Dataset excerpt
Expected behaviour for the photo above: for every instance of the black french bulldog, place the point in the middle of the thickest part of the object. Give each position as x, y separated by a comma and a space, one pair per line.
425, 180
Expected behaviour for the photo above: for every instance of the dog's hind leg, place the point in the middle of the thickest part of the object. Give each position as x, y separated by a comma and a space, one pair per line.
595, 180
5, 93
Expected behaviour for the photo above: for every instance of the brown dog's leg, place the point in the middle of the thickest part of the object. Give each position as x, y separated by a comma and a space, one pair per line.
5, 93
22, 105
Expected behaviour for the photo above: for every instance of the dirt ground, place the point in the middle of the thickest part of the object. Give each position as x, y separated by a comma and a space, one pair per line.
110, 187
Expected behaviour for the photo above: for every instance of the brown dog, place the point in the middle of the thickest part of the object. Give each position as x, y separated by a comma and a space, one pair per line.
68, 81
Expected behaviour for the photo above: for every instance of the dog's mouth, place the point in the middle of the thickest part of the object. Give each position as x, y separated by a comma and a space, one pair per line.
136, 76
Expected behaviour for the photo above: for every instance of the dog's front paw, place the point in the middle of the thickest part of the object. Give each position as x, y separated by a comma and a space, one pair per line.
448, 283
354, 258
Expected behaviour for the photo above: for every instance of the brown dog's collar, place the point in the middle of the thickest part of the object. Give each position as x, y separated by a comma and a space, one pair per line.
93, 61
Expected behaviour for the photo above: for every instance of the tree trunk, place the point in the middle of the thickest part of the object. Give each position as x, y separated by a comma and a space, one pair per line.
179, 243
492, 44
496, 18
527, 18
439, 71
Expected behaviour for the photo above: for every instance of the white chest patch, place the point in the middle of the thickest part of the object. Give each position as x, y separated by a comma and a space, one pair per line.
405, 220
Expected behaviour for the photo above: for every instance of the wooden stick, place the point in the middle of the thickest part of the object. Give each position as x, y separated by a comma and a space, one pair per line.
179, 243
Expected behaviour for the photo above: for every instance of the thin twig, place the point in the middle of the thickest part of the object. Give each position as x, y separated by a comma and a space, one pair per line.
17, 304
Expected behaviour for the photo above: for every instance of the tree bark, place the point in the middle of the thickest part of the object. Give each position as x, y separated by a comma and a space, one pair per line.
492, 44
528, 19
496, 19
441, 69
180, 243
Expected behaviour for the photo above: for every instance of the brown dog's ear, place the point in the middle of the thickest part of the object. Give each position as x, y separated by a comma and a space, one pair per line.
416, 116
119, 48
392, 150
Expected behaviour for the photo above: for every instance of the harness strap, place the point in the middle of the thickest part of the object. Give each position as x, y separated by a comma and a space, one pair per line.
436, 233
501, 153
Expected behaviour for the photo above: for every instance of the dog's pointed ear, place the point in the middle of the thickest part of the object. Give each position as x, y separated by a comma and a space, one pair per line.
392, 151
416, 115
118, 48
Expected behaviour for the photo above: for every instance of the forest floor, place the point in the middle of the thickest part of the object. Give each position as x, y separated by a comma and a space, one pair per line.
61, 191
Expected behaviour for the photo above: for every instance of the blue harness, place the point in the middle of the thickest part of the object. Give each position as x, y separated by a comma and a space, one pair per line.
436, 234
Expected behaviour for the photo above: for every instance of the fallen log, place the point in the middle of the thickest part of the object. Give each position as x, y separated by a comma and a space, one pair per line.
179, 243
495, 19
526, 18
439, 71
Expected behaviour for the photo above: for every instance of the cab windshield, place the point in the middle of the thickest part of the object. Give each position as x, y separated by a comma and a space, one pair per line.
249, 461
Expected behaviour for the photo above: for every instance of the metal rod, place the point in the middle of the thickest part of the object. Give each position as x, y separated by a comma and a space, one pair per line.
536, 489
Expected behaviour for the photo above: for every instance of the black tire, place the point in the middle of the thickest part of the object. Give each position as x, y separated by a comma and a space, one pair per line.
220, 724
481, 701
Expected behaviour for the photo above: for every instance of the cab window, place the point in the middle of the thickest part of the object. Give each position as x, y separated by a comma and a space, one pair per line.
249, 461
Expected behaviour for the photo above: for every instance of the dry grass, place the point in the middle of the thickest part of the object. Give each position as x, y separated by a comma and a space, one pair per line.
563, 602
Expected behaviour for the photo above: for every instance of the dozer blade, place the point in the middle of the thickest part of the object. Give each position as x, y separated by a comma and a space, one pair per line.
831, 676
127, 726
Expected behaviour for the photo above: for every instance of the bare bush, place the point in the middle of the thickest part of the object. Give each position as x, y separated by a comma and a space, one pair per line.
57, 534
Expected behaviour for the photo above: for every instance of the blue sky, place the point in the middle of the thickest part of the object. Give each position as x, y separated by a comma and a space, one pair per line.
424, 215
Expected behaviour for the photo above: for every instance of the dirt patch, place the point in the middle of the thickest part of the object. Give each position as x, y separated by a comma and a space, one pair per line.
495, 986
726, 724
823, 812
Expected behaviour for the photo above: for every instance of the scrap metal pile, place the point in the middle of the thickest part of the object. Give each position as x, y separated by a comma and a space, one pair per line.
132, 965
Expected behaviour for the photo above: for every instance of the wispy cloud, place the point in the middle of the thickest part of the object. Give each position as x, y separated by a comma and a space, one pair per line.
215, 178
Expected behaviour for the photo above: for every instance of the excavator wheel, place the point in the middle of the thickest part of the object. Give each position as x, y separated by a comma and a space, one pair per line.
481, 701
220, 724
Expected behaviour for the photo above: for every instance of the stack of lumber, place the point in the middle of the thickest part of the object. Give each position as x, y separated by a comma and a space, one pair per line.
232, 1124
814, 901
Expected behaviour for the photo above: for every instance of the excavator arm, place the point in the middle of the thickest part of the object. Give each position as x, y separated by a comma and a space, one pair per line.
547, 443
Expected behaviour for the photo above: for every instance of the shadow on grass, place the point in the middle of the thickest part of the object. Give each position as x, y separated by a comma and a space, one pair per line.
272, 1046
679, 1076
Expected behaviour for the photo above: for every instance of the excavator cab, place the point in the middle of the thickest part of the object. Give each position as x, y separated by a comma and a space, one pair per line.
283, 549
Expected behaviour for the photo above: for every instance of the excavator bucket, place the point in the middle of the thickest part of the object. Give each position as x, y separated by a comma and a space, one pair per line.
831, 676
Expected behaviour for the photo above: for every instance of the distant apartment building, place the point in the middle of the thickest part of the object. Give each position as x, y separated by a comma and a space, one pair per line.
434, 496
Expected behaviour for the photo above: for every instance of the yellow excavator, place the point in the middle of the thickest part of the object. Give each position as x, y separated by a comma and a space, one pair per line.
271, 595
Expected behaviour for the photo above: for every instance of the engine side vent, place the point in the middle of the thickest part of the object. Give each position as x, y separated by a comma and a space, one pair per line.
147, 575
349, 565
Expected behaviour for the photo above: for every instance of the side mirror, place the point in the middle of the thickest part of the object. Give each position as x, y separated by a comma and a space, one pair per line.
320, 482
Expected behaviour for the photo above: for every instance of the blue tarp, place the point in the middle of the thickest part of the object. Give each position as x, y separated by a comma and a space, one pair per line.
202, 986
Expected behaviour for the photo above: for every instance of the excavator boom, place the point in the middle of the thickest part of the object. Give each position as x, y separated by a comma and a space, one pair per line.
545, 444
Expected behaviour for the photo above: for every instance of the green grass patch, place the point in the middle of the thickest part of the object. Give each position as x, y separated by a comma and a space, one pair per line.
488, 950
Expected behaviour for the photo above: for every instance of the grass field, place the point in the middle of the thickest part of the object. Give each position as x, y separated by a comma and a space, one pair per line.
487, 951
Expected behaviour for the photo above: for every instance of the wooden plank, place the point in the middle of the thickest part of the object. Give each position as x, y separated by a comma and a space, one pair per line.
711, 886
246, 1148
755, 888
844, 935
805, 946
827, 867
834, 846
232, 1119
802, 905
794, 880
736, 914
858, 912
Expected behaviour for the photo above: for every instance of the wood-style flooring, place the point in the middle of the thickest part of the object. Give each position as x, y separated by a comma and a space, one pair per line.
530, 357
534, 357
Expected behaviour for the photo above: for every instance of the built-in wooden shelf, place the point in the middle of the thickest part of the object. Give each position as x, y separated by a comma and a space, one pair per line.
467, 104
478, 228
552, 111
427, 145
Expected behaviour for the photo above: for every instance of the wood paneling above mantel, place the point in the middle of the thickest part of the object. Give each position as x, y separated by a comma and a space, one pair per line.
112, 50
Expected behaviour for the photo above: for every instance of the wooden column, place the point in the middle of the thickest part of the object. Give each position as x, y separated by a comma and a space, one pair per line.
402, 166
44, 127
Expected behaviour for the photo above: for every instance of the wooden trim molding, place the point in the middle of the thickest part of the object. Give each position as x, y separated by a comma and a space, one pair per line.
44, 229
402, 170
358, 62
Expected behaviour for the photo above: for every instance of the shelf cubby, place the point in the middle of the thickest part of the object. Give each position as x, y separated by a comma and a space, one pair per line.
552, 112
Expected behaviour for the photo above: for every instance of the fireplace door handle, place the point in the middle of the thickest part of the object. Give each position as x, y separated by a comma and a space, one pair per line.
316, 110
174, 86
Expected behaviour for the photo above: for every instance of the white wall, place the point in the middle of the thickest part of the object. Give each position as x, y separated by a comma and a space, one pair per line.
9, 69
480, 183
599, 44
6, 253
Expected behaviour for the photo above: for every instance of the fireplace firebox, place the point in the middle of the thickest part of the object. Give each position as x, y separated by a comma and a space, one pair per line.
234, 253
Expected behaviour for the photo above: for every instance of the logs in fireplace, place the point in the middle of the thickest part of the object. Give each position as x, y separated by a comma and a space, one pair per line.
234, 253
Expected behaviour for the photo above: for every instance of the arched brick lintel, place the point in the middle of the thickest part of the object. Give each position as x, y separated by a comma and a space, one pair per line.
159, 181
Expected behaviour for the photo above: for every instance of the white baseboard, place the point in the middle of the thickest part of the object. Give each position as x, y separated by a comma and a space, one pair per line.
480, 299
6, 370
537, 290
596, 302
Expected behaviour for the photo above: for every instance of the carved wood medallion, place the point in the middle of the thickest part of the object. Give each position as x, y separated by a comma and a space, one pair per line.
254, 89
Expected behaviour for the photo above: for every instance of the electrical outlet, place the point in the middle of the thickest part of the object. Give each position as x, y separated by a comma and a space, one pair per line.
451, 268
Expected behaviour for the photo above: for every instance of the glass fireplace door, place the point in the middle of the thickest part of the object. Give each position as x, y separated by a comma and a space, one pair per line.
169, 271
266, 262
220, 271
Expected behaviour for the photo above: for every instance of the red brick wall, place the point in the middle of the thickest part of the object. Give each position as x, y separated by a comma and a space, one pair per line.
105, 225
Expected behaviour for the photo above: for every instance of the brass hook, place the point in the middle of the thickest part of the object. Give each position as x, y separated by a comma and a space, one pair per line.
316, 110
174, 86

Written exercise – Begin at the line containing "of the carved" and reproduce each line through the end of the records above.

Full output –
Expected behaviour for the photo above: for every instance of the carved wood medallion, place the point in the middle of the thickest part of the object. Give each position as x, y separated by a comma and a space, one pair per line.
254, 89
Expected behaviour for the photo above: for every instance of the electrical outlet, place the point in the middle of the thickest part of the object. Give each position as x, y separated by a comma and a space, one pair per line.
451, 268
Expected behaviour for the photo above: for every instance of the glass fireplace door, place the point in the middle of the thickest part of the object. Give each position as x, y separated by a comma and a space, one pair per line.
169, 271
266, 262
220, 271
Expected behaviour for the photo above: for every instance of the red brick wall, place the point in the middle of the thickest part of the object. Give each position as x, y separated by a comma and a space, one pair per line.
105, 225
Expected behaviour for the photo above: for every instance of the brass hook, place the point in the middle of the thickest part of the object. Give each position as x, y separated by a comma and a space, one pair per line.
316, 110
174, 86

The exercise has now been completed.